━━━━━ TEXT BLOCK ━━━━━
Another criticism leveled at Mr. Passano's regime is that Waverly Press tended to be the corporation's weak link. Because Waverly Press' expertise was in printing journals, it did a less than sterling job making books and encountered schedule and cost problems.

Mr. Passano, acknowledging the criticism, said Waverly Press' problems stemmed primarily from a failed attempt to unionize the Easton printing facility in 1987.

"We had had a very unhappy time in our Easton plant -- there was a lot of unrest," he said. "The quality suffered, the schedule suffered, morale was down. We lost some business and we weren't very profitable.

"Since then, we've got new leadership in running the plant," Mr. Passano said. "There's a high level of employee participation and we're running the plant much smarter and much better."

Observers give Mr. Passano high marks for running a business where -- corny as it sounds -- honesty and integrity are paramount. That philosophy extends to customer problems and complaints, as well as the company's internal operations.

Mr. Passano modestly notes that "I feel very strongly that integrity is something you never should compromise on. That doesn't mean that we're perfect -- God knows that we're not!"


Waverly also entered the realm of electronic publishing during Mr. Passano's tenure at the top.
━━━━━
■ WHAT YOU NEED TO DO
**A.** For the article on Mr. Passano and Waverly Press, decide whether each statement agrees with it, answering yes or no and quoting the words that settle it: (i) Waverly Press's expertise was in printing books. (ii) The failed attempt to unionize the Easton printing facility took place in 1987. (iii) Mr. Passano says the company is perfect.
**B.** Pick up the article on Mr. Passano and Waverly Press after its last sentence and continue it.
The data that comes next has nothing to do with the work on this text.
━━━━━ PROVIDED DATA ━━━━━
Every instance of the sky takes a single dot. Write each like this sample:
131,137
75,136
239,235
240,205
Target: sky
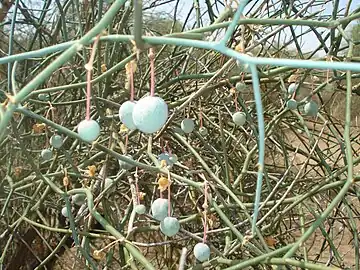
308,42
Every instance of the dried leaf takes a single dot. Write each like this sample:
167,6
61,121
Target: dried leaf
163,183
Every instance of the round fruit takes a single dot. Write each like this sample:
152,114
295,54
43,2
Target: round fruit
311,108
187,125
125,165
64,212
79,199
46,154
150,114
44,97
239,118
159,209
56,141
173,158
201,252
292,88
203,131
166,157
170,226
126,114
89,130
291,104
140,209
240,86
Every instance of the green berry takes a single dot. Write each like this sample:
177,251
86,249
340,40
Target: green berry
79,199
187,125
170,226
201,252
311,108
203,131
239,118
56,141
240,86
291,104
140,209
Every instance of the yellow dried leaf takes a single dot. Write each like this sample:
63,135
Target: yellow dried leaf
92,170
163,163
99,255
163,183
123,129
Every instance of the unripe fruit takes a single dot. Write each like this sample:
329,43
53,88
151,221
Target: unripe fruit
56,141
89,130
170,226
140,209
150,114
201,252
311,108
166,157
79,199
46,154
239,118
240,86
187,125
292,88
125,165
291,104
159,209
126,114
203,131
64,212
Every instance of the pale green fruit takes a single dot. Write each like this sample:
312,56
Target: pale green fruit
━━━━━
■ TASK-BY-TASK RESULTS
**A.**
(i) No: "Because Waverly Press' expertise was in printing journals"
(ii) Yes: "a failed attempt to unionize the Easton printing facility in 1987"
(iii) No: "That doesn't mean that we're perfect -- God knows that we're not!"

**B.**
Having endured the strain of single-handedly running a large publishing/printing business, in 1988 Mr. Passano was informed by his board of directors that he needed to find a successor. By that time he'd escorted Waverly Inc. from being a family-run, entrepreneurial company to one that had gone public and had a mix of non-family professional managers and executives with Passano-family links.

His board of directors suggested that it was time to go outside the Passano clan to find a new leader. Mr. Passano hand-picked Mr. Hutton, who was president of Simon and Schuster's professional information group in 1988.

"His credentials and ability so far exceeded anybody we had that it really wasn't an issue," Mr. Passano said.

One of Mr. Hutton's first tasks after coming aboard as president was to deal with the remaining rancor at Easton. He managed to smooth over ruffled feathers and before 1988 ended, oversaw the introduction of several new product lines, as well as the formation of an international division.

Waverly began to move with a boldness and decisiveness not previously observed. One company watching closely was Moseby Yearbook, one of Waverly's direct competitors.


"They are perceived as a quality medical publishing house," said Dennis Hofmaier, a Moseby executive. "They're aggressive in that they're out acquiring companies. They're building their business -- they're not sitting back waiting for things to happen -- they're out making things happen."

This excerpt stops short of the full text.